— Start Record list —

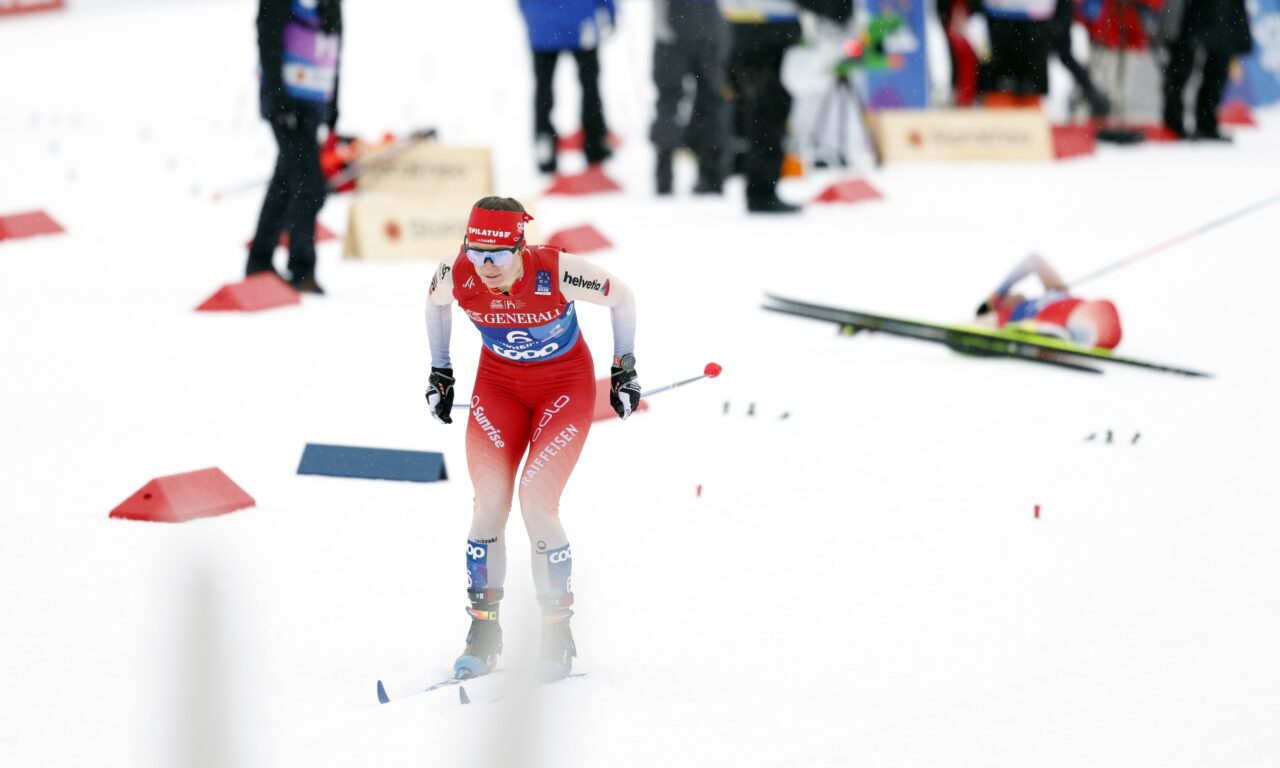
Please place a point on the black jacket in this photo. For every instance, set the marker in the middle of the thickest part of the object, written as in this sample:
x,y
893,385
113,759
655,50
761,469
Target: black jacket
x,y
1221,26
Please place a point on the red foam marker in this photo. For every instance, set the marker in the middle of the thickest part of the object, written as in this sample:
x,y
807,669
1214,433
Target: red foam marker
x,y
261,291
592,181
188,496
27,224
580,240
849,191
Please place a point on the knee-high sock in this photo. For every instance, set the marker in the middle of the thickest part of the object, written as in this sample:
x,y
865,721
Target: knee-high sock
x,y
552,558
487,549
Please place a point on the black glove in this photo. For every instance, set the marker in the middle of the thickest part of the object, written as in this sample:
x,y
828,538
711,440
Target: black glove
x,y
283,113
439,394
624,391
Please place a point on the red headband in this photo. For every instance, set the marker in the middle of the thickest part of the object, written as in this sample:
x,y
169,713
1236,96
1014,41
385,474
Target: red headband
x,y
497,228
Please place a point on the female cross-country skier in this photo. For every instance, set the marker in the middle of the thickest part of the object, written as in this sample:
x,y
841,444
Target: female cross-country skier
x,y
535,393
1089,323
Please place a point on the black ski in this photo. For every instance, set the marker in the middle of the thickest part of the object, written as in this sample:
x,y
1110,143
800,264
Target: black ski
x,y
972,339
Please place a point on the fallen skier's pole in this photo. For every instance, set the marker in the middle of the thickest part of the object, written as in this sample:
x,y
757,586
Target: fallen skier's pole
x,y
1174,241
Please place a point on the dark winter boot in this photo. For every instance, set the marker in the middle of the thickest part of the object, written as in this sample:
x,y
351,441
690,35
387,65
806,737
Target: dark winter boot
x,y
545,150
556,657
663,172
484,639
1100,105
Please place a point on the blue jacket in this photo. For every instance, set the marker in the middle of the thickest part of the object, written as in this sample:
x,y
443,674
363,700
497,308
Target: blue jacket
x,y
566,24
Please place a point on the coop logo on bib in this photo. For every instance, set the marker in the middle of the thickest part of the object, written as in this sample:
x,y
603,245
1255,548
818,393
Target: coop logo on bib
x,y
543,283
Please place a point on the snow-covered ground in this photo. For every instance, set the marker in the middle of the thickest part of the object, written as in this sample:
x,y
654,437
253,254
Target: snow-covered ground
x,y
863,583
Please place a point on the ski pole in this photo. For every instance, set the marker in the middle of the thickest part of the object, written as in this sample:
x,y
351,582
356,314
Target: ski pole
x,y
1174,241
711,371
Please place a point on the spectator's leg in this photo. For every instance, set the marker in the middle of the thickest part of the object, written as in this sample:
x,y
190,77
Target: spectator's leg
x,y
668,78
310,191
1210,96
272,219
595,144
709,117
544,100
1178,69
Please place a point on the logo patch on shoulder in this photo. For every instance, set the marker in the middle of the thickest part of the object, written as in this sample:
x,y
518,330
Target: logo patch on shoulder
x,y
543,283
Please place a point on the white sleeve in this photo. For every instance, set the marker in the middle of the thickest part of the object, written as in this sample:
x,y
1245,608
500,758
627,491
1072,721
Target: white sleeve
x,y
439,315
583,280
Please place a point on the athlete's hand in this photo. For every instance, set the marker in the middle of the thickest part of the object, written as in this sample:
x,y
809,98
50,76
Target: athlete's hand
x,y
992,304
439,394
624,391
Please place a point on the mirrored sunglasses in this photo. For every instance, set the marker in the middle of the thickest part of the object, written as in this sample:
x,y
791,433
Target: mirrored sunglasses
x,y
498,257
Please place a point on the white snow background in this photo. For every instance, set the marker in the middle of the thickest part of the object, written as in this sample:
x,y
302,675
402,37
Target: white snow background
x,y
863,583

— End Record list —

**Task instructions:**
Each line of the material must be retyped exactly, except that images are omitted.

**Problem solution:**
Please place a point on the black jacket in this photo. For every instance, set the marker in the middle of the thickest part of the object, written as in this sample:
x,y
893,385
113,759
655,50
761,469
Target: black jacket
x,y
1221,26
Please place a point on the red foam marker in this photo. For every instance, set the marker in the middle of the thickest part of the object, written as in this sample:
x,y
807,669
1214,433
Target: red foam marker
x,y
261,291
592,181
188,496
27,224
580,240
849,191
Please place a point on the knee-high sock in this photo. For every instance, set the marker in the middle of the thickest part of the object, written as in this sample:
x,y
865,721
Target: knee-high sock
x,y
552,558
487,549
Please place a point on the black glove in this photo. For every instance, set the marker in the middle of the thickest part of the object, written as in this sample:
x,y
828,538
711,440
Target: black glove
x,y
283,113
439,394
624,391
Please place a point on the red headband in this photo. For every instance, set the marker in the middle of the thickest part of the object, written as in this sample:
x,y
169,713
1236,96
1014,41
385,474
Target: red headband
x,y
497,228
Please place a point on the female cross-country skier in this photo. For every instance, set the marker in the middle of the thickest part of the object, written as in this sample:
x,y
841,444
Target: female cross-country skier
x,y
535,393
1089,323
Please place a point on the black ski in this photo. For every instance, set the marker in the middle of the thickest part of the object, written as in this sample:
x,y
1110,143
800,264
Target: black ski
x,y
972,339
Please place a point on the fallen skier's pole in this photo. For every instance, set the marker in the middle of the thickest part of the object, written as in this sample:
x,y
757,586
Target: fallen skier's pole
x,y
1174,241
Please place a point on the dark winter boot in this photo. For every instance, set the marker in the middle of the thickest part of the object, written as in this sample:
x,y
351,441
690,35
387,65
806,737
Target: dark winter boot
x,y
545,150
556,657
663,172
484,639
1100,105
Please place a point on the blue jacket in this photo. For every instance, set the marker in the middle of the thickest part of the object, written as in this sample:
x,y
443,674
363,700
497,308
Target: blue jacket
x,y
566,24
Please place a point on the coop logo on bib in this photo. For every instance, set the marker in the middle of the thickest part of the object, written as in this sample:
x,y
603,245
1255,548
818,393
Target: coop logo on bib
x,y
543,283
Please place a point on the snow-covered ground in this photo. For every instance, set the marker in the middle of the thickest part of the object, written as in this sample:
x,y
654,437
253,254
Target: snow-covered ground
x,y
863,583
Please place a point on the ski pole in this photo. For every instance, set the marker in the middle of the thickest part of the object, written as in this sample:
x,y
351,582
356,314
Target: ski pole
x,y
1174,241
711,371
Please place a point on the spectator's leg in this photo. For every instance, set the marker in the middle of the thickest part of the object, written as in this sample:
x,y
190,77
Target: spectator's leg
x,y
668,78
310,191
1210,96
272,219
595,144
709,117
544,100
1178,69
Please place a point on the logo patch on shoulder in this photo. For every instance, set the marker in the middle of the thickest part of the object, written as in this sample:
x,y
518,330
Target: logo patch on shoulder
x,y
543,283
Please place a point on the white sleeve in this photo. For every instance, set the marker in the middle of the thickest part of the object, written as in this sample:
x,y
1245,608
500,758
627,491
1072,721
Target: white sleeve
x,y
439,315
583,280
Please place a point on the athlete's hand in this photo. For every instance, set the marker in the middle of the thickest part of the object, written as in this sample:
x,y
809,98
50,76
Target: athlete's hand
x,y
992,304
439,394
624,391
Please place a point on the mirrored sunglasses in this photo. For every instance, set the marker in the middle of the thickest part of the object, written as in this sample:
x,y
791,433
Target: mirrored sunglasses
x,y
498,257
Please place a point on the white snow background in this photo. For every instance, set the marker in the middle of the thickest part of the object, written as in this sample:
x,y
302,675
402,37
Target: white snow background
x,y
863,583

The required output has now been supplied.